TEXT PROVIDED:
Drought in parts of the United States could make a relatively new variety of corn called Mirai more familiar. The variety, which American farmers tend to grow using irrigation in small plots, has been causing a commotion among corn lovers.
Mirai has been a hit because of its tender bite, sweet juiciness and long, full ears. It is just one of the new "augmented sugary enhanced" varieties that plant breeders have developed to please hungry customers.
Mirai, developed by Harvard, Ill.,-based Centest, has gotten the most press. But other varieties can be just as good, said Blake Myers of Siegers Seed Co. in Holland, Mich., which sells Mirai seed to farmers who grow sweet corn for roadside stands and farmers' markets.
Shoppers might see enhanced sweet corn with brand names like X-tra Tender, Gourmet Sweets and Multi Sweets, Myers said. Each of the brands includes a number of varieties, such as Providence ("creamy, tender and sweet," Myers said. "If you liked Peaches and Cream, you'll say, 'Wow!' to Providence") and Vision ("very tender, very sweet," he said).
You're most likely to find these varieties at farmers' markets. Ask the farmers whether they're growing any of the new varieties.
The augmented corns are created using conventional plant hybridizing and are not genetically modified.
Sweet corn actually is a genetic mutation, Myers said.
"In the late 1700s, sweet corn was identified as a separate variety from hard, or 'dent,' corn," he said. "In the late 1950s, they discovered a new mutation called 'supersweet,' or 'shrunken 2,' called that because the seeds shrivel when the corn is dried.
"Then, in the early 1960s, they came across another set of mutations, called 'sugary enhanced' or SE. We've learned how to combine two or three of those mutations in every single kernel."

Free-text object descriptions:
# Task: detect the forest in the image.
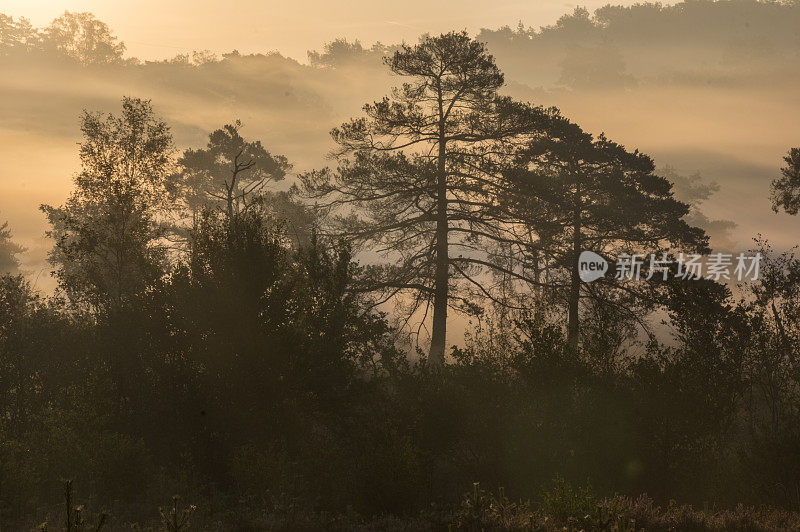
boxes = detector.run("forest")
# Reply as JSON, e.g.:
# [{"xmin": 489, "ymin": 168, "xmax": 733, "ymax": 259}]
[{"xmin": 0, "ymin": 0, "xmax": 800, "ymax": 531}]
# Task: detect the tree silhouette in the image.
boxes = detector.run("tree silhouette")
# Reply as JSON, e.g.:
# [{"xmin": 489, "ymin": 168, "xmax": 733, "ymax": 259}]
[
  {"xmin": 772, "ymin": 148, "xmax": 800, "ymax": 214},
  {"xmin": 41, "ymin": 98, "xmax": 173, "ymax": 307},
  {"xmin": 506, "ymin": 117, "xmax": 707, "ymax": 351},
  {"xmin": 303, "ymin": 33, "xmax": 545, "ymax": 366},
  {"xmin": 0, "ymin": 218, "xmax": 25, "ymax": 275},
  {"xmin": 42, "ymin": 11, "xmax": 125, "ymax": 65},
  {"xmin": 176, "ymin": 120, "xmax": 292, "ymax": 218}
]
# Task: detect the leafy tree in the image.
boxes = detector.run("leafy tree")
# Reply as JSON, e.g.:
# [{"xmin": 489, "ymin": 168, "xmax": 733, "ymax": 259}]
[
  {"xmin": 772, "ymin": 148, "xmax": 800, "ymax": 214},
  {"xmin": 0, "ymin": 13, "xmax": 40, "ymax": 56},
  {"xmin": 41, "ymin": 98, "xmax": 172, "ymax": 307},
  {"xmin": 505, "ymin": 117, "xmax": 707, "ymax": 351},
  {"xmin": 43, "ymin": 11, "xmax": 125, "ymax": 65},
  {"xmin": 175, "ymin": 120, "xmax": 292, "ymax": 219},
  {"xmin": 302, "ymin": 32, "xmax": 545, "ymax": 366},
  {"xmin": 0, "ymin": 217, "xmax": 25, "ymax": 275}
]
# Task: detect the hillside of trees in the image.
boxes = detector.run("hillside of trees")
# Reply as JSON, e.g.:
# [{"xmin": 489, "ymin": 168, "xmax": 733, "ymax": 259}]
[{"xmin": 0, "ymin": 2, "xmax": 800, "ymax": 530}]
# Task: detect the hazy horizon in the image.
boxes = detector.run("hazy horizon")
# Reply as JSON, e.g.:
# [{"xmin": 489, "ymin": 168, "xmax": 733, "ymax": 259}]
==
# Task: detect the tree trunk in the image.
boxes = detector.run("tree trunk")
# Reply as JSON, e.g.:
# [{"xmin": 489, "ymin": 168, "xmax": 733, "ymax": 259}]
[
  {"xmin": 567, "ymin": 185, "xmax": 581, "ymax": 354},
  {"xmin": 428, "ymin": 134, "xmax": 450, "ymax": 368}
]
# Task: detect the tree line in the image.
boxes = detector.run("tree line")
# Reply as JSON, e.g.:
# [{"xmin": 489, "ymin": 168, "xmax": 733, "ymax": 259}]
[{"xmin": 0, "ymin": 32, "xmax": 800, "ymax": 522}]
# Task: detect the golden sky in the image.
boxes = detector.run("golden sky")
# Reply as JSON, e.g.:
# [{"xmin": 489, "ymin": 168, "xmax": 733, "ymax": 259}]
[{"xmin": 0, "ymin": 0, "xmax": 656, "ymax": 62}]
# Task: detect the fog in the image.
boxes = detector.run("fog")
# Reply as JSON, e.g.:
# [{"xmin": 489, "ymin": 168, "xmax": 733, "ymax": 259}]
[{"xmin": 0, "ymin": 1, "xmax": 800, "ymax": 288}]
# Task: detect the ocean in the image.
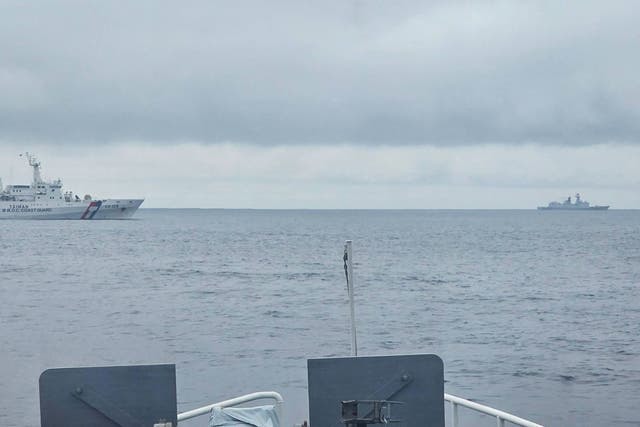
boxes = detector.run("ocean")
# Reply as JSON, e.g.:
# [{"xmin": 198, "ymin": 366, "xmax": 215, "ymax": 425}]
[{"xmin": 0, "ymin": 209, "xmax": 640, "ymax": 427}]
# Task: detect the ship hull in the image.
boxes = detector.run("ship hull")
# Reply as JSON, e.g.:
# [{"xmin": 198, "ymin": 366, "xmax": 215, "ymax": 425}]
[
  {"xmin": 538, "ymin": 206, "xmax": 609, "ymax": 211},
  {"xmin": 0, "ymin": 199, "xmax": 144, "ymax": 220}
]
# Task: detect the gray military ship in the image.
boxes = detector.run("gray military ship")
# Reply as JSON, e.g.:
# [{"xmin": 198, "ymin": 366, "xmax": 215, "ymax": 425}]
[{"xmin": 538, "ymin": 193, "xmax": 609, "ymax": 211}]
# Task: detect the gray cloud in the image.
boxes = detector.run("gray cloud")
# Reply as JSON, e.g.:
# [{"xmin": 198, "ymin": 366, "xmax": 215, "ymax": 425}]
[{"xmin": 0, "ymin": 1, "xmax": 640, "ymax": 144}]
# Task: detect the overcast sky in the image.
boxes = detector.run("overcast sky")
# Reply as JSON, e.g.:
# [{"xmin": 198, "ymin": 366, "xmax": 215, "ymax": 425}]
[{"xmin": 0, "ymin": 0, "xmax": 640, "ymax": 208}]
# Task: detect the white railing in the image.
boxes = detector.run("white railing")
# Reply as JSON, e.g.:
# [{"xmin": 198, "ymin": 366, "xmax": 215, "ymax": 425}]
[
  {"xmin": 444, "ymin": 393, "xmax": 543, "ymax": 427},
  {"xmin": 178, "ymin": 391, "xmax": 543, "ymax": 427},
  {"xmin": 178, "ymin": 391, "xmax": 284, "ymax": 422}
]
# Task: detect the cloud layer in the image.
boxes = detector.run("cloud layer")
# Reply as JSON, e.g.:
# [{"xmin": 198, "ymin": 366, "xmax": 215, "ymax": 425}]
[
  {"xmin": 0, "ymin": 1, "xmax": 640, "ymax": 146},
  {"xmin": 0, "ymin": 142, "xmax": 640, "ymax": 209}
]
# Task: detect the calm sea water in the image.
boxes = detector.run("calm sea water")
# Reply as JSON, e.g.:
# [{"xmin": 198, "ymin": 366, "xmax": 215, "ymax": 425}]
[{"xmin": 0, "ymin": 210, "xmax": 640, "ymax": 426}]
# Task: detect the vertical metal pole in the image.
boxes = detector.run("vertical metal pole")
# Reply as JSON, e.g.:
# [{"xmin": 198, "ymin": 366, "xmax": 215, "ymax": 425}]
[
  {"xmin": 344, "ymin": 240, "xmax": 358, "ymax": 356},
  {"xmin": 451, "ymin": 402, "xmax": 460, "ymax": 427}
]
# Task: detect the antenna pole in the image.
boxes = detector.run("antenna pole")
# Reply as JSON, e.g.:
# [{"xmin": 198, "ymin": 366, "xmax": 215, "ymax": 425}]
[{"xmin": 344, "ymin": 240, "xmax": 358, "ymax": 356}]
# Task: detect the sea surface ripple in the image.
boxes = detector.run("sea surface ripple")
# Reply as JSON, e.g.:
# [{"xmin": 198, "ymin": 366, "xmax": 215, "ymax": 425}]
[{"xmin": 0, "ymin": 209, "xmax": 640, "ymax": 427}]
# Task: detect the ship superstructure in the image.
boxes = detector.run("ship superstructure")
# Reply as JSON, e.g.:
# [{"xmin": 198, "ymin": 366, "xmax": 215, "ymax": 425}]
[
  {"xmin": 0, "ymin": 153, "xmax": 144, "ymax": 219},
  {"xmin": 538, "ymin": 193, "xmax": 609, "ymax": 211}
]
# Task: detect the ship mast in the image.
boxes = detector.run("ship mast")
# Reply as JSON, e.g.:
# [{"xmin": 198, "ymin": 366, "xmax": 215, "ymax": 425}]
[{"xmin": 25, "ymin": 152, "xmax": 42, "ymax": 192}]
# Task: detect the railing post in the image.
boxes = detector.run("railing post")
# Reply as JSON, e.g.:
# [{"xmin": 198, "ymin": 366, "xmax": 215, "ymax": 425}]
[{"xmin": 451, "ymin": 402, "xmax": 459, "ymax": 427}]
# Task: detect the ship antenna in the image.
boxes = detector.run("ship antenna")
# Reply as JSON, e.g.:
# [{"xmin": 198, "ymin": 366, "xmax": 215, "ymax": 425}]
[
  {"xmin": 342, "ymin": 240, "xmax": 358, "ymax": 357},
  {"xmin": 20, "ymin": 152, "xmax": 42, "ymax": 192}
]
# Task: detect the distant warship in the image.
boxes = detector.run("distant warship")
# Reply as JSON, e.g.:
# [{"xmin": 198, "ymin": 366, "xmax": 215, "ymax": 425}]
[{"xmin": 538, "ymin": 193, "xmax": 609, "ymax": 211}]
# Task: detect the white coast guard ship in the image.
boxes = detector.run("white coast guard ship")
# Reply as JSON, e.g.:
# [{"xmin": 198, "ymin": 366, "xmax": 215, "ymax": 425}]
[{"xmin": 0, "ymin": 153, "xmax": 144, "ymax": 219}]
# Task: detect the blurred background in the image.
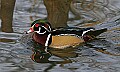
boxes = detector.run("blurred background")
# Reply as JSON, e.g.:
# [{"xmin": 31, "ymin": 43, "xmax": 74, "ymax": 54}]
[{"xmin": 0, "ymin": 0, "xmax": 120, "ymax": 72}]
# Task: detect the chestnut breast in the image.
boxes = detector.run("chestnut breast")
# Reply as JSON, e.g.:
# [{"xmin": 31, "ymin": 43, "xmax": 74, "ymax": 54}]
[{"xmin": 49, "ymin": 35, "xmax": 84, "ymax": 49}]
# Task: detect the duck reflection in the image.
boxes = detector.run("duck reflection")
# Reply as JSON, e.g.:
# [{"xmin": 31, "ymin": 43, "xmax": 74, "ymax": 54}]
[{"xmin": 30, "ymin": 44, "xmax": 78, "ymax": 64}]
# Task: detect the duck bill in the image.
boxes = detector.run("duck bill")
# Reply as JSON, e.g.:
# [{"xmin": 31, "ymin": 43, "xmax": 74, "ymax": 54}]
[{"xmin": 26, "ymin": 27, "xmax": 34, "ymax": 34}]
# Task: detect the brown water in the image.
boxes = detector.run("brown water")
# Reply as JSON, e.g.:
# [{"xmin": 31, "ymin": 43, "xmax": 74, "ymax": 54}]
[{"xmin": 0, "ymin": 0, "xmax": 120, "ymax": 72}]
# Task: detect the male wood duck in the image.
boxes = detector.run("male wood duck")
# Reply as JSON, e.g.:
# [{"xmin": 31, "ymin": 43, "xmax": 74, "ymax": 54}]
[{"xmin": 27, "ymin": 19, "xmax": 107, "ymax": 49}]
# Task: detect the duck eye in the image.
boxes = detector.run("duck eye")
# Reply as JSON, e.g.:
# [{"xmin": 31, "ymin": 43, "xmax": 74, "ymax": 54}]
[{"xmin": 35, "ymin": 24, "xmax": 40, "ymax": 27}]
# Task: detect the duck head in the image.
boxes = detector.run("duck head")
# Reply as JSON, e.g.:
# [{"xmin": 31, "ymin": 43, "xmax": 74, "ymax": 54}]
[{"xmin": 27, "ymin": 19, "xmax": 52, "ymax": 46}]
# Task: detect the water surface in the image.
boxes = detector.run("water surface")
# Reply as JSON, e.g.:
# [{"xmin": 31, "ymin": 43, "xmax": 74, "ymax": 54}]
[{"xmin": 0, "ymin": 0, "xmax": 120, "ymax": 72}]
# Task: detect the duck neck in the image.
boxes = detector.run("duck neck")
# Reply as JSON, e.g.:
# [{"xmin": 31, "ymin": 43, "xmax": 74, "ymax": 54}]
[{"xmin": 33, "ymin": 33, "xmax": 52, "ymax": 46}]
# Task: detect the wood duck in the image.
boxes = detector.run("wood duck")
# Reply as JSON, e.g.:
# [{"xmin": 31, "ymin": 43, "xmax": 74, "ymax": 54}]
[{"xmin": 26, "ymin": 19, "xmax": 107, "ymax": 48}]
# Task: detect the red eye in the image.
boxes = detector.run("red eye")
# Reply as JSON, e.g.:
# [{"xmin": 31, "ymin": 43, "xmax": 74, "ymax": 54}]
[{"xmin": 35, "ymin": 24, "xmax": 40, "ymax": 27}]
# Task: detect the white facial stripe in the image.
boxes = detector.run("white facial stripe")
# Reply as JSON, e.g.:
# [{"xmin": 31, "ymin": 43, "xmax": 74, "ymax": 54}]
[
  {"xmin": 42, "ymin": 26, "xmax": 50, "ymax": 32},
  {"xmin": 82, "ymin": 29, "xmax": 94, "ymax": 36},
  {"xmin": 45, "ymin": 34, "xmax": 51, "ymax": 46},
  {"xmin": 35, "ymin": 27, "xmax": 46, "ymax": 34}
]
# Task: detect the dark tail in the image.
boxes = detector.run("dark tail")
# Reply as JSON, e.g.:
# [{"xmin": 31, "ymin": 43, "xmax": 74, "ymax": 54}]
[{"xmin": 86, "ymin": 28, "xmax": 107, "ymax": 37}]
---
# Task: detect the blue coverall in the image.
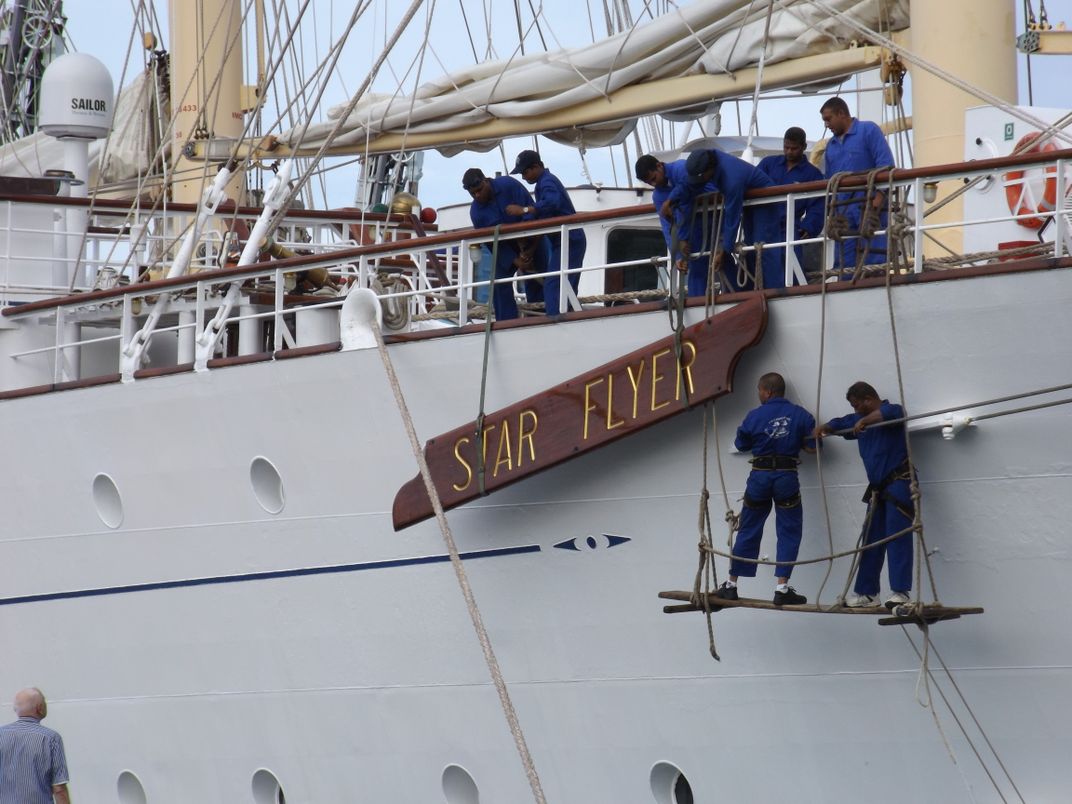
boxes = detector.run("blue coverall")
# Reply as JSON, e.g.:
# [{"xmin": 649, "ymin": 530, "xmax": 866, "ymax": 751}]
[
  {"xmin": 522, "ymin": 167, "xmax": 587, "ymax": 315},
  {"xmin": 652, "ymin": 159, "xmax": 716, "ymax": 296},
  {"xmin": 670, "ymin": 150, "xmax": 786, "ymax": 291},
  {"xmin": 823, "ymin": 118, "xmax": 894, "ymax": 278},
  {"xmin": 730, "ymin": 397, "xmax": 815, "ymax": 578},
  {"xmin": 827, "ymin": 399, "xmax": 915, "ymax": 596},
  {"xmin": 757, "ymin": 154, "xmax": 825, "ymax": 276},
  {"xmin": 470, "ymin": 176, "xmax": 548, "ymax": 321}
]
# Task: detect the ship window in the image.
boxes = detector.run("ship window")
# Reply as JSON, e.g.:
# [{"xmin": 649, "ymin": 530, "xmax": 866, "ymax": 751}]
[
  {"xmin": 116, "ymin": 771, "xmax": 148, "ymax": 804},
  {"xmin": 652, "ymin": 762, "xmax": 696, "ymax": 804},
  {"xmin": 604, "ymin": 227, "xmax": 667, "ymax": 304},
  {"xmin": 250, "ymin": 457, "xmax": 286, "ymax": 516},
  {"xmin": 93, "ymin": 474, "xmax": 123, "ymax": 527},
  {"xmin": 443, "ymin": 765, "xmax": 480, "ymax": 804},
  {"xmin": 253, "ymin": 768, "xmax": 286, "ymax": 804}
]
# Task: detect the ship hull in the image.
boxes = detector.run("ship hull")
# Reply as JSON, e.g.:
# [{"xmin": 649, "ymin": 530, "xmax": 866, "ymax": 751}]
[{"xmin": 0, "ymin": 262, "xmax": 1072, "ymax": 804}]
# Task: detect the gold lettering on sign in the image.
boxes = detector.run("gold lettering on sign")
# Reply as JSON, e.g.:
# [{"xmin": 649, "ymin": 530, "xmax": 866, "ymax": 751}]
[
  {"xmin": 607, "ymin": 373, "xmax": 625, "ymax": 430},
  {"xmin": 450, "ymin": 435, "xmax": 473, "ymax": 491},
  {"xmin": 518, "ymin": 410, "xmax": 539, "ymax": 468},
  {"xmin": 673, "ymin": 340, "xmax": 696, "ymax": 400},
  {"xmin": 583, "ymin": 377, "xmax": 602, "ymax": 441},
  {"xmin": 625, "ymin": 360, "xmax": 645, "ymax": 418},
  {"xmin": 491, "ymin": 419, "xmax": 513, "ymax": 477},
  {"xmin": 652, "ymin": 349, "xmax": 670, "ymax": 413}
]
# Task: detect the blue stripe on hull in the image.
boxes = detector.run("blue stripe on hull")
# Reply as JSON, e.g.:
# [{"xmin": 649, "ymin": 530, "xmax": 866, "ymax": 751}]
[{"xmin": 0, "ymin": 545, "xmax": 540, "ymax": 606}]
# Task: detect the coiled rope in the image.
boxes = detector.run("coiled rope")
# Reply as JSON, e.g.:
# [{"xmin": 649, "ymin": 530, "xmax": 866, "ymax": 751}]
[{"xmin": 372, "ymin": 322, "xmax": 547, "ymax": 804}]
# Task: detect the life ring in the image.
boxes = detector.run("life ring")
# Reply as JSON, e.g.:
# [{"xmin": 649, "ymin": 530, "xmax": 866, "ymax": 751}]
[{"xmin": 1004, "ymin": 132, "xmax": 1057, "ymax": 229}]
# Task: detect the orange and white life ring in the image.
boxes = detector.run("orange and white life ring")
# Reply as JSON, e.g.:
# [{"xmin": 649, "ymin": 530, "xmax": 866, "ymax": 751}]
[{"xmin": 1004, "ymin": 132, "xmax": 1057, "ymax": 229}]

TASK A: From the sweet corn article, copy the words between "Shoppers might see" and "mutation, Myers said.", inclusive, and substitute "Harmony" for "Providence".
TASK B: Does the sweet corn article support each statement? Answer yes or no, and quote the deciding words. (i) The augmented corns are genetically modified. (ii) Mirai was developed by Centest. (iii) The "supersweet" mutation was discovered in the early 1960s.

PROBLEM SOLUTION A:
Shoppers might see enhanced sweet corn with brand names like X-tra Tender, Gourmet Sweets and Multi Sweets, Myers said. Each of the brands includes a number of varieties, such as Harmony ("creamy, tender and sweet," Myers said. "If you liked Peaches and Cream, you'll say, 'Wow!' to Harmony") and Vision ("very tender, very sweet," he said).
You're most likely to find these varieties at farmers' markets. Ask the farmers whether they're growing any of the new varieties.
The augmented corns are created using conventional plant hybridizing and are not genetically modified.
Sweet corn actually is a genetic mutation, Myers said.

PROBLEM SOLUTION B:
(i) No: "The augmented corns are created using conventional plant hybridizing and are not genetically modified."
(ii) Yes: "Mirai, developed by Harvard, Ill.,-based Centest"
(iii) No: "In the late 1950s, they discovered a new mutation called 'supersweet,'"